* [Supplied passage]
%%

As of May 2nd the view from Ottawa was a majority blue (how that happened I will never understand) but with a strong contrast of orange, and maybe a few drops of green.

But above all, the view was a hopeful one. for the first time in my living memory, there appeared to be a chance for reform in Canada at the federal level. I’m convinced the only person that could possibly inspire hope after seeing a conservative majority was Jack Layton.

His post-election speech was seriously awesome (in the biblical sense), I remember being at a loss in understanding how it was Harper was still in power, and there was Smiling Jack, up on stage, waving his cane like a banner, barely able to get a word in above all the cheering.

As far as I am concerned, Jack Layton won the election. He secured official opposition, a huge achievement, and was ready to use that influence to make some serious change in parliament.

Now that he has left us, we cannot lose that hope he had in the face of another term with Harper. If he could look to that future and still have hope, so must we as well.

I refuse to believe that without Jack Layton the New Democratic Party will fall from its current state of grace. We cannot allow his success to be fleeting. Though I feel this incredible despair with his passing. I be- lieve his winning the official opposition really was a historical moment and I pray that his hope and optimism (so refreshing in our culture of apathy) do not become a blip in Canadian political history.

%%

* [Excerpts of location labeling data]

%%

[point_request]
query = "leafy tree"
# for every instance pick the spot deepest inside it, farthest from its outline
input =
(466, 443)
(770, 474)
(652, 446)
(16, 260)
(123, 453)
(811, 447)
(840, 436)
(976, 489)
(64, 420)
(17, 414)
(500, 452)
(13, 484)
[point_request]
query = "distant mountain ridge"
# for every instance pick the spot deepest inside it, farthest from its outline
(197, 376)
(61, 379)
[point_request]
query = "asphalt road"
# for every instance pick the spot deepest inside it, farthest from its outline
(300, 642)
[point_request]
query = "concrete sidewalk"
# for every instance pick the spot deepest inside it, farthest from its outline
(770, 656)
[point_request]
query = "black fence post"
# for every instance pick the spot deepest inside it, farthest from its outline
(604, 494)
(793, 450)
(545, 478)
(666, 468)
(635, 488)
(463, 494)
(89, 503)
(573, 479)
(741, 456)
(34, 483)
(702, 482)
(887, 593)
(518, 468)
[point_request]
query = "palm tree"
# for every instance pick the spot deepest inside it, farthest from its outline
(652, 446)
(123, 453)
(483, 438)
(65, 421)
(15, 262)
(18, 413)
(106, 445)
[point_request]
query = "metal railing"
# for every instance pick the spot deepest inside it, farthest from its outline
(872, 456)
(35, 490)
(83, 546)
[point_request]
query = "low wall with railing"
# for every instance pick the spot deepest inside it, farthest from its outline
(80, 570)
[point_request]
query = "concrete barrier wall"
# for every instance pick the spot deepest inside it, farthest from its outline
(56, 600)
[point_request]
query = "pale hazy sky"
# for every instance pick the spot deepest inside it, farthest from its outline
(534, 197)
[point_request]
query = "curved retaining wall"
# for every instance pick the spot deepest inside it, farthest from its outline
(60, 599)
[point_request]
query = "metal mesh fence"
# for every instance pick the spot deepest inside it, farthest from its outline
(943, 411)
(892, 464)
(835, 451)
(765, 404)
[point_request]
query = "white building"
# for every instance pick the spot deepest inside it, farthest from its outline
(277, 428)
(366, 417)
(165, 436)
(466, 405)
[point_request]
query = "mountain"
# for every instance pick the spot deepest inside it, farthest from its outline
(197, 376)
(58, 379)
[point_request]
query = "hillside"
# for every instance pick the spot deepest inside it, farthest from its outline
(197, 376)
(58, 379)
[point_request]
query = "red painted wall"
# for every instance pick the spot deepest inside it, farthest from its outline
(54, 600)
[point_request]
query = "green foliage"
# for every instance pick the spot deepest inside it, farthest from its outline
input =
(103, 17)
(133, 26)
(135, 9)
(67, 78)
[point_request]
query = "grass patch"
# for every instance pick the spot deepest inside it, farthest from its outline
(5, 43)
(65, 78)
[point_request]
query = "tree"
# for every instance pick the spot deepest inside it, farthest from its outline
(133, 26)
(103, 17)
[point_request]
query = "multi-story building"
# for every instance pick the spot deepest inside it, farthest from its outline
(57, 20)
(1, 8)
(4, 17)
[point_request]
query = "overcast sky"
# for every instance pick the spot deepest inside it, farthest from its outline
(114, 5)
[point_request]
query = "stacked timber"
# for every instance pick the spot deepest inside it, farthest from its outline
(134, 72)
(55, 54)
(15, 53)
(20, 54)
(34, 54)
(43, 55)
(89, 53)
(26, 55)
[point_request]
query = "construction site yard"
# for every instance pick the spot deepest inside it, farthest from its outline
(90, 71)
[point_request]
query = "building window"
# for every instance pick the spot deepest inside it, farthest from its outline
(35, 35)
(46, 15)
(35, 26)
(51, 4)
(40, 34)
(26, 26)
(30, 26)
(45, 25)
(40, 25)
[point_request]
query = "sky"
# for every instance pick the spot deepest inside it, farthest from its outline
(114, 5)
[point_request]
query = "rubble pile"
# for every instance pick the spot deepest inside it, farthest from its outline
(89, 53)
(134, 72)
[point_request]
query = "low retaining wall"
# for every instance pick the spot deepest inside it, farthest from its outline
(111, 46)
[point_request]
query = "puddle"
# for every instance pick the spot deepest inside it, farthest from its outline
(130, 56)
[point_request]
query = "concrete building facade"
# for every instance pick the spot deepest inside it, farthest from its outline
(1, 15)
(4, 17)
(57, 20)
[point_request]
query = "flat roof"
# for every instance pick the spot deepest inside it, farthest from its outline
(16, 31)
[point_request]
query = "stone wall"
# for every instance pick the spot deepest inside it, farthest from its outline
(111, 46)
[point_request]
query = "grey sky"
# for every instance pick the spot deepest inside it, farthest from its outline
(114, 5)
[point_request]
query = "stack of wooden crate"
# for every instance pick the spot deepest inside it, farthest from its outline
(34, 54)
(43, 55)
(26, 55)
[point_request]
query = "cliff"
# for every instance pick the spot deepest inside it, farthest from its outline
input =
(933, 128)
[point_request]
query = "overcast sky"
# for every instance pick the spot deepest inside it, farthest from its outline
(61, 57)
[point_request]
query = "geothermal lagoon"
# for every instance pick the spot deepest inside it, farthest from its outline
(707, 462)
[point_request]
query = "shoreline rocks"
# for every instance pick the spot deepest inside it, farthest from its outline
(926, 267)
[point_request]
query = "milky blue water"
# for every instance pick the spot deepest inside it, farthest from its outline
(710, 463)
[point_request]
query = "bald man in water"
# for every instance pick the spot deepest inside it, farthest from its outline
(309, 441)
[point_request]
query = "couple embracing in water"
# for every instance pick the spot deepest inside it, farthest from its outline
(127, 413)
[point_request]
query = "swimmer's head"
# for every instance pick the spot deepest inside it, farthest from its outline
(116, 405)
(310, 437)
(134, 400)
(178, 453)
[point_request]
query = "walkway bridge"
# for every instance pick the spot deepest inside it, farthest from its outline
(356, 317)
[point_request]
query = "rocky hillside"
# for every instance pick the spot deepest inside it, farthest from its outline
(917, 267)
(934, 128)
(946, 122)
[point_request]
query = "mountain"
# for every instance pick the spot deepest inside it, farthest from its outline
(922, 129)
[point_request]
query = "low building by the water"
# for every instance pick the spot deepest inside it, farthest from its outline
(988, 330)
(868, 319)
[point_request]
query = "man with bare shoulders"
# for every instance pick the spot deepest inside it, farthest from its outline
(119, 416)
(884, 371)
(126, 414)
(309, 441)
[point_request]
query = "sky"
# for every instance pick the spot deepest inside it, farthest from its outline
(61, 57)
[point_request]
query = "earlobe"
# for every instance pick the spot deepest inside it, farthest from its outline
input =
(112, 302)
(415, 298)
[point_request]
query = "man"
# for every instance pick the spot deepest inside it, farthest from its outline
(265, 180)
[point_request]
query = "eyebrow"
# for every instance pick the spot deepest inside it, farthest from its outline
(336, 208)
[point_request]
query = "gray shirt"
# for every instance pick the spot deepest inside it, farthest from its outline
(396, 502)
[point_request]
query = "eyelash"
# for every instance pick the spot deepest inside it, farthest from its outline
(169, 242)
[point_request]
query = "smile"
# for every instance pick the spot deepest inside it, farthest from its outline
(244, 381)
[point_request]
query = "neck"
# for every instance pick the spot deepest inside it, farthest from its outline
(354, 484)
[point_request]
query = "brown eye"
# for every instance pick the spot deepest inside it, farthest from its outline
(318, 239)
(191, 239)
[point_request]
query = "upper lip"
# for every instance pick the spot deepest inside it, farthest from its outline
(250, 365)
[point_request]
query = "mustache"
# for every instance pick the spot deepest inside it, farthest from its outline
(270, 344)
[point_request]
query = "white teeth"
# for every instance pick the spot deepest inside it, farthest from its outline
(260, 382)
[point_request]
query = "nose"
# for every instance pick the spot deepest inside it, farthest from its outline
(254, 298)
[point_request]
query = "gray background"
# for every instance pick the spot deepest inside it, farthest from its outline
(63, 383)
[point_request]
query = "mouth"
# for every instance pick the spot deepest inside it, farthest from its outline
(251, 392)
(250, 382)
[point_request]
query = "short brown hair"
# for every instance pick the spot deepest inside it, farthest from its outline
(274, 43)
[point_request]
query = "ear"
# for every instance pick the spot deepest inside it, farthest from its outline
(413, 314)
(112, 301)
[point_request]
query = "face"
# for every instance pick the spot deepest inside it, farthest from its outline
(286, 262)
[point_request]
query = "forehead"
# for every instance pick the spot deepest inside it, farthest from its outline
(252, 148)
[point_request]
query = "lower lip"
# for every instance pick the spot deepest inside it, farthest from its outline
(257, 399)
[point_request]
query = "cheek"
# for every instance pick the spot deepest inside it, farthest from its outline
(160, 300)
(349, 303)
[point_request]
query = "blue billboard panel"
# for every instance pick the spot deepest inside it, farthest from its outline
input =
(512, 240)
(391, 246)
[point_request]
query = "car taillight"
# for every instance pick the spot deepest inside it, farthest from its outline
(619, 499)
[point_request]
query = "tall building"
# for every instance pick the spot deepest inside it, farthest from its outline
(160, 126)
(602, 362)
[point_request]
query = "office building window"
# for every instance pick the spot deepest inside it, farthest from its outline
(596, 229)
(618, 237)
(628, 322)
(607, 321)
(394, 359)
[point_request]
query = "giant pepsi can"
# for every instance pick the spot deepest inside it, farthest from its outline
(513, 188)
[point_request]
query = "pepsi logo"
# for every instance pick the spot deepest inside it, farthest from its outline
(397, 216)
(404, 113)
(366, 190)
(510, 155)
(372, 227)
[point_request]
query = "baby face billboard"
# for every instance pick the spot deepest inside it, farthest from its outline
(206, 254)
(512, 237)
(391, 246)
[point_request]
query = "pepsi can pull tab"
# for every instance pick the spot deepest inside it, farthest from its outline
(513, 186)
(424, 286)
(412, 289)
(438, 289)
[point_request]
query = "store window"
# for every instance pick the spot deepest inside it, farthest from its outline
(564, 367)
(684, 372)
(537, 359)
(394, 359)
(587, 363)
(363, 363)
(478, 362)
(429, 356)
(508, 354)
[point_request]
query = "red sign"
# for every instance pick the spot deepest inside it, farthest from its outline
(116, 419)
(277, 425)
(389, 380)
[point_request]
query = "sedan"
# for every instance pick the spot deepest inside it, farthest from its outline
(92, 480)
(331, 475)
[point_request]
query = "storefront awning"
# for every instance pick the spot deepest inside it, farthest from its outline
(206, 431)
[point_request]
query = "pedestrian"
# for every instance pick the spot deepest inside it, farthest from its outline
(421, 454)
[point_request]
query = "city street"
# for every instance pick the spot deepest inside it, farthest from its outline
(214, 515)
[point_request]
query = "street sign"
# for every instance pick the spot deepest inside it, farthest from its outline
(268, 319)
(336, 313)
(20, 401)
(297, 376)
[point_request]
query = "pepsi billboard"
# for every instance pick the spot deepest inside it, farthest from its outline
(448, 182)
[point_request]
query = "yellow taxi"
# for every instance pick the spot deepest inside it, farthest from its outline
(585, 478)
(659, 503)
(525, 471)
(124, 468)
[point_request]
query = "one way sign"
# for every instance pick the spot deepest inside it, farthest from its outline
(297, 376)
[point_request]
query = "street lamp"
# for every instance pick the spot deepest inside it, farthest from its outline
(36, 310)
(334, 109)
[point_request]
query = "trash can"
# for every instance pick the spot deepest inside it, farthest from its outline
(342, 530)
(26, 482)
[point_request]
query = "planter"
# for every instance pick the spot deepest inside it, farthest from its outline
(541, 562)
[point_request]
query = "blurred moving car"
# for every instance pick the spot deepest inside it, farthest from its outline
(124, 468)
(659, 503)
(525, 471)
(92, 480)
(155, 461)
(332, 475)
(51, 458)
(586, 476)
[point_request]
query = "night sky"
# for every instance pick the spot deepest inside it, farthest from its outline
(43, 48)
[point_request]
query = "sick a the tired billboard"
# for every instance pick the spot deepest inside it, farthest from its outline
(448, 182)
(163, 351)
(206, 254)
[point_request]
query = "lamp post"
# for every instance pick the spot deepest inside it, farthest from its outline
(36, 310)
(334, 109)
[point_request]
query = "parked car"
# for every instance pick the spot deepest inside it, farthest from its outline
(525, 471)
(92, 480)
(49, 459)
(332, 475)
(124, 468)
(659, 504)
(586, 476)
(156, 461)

%%

* [Set tasks]
A: List each color named in the opening sentence of the post about Jack Layton.
B: In the post about Jack Layton, what was Layton waving like a banner during his post-election speech?
C: Resume the post about Jack Layton after its final sentence.

* [Answers for this exercise]
A: Blue, orange, green

B: His cane.

C:
In a letter to written two days before his death, Jack Layton said to the youth: “I believe in you. Your energy, your vision, your passion for justice are exactly what this country needs today. You need to be at the heart of our economy, our political life, and our plans for the present and the future.”

I hope that young people really acknowledge the importance of his accomplishments and recognize that we need to carry on in that same direction if we are going to see a change in the face of Canadian politics. We are at a tipping point. We can either carry on and really see a difference in Canada and its international role, or fall back to the same destructive, oppressive, conservative system.

To all Canadians, Jack Layton said: “ We can offer better futures for our children. We can do our part to save the world’s environment. We can restore our good name in the world. We can do all of these things because we finally have a party system at the national level where there are real choices; where your vote matters; where working for change can actually bring about change.”

Jack Layton may not have lived to make the changes he dreamed of and worked for, but he laid the foundation for it. He left us early, but he left us with an official opposition that can and will challenge the Harper government.

He left us with a totally new political terrain for Canada.

He left us further ahead than I think we have been in a long time, and finally, he left us with hope. Let us not give up that hope.

“Don’t let them tell you it can’t be done,” Jack closes his letter. In Jack Layton’s memory, let’s fight for a better Canada.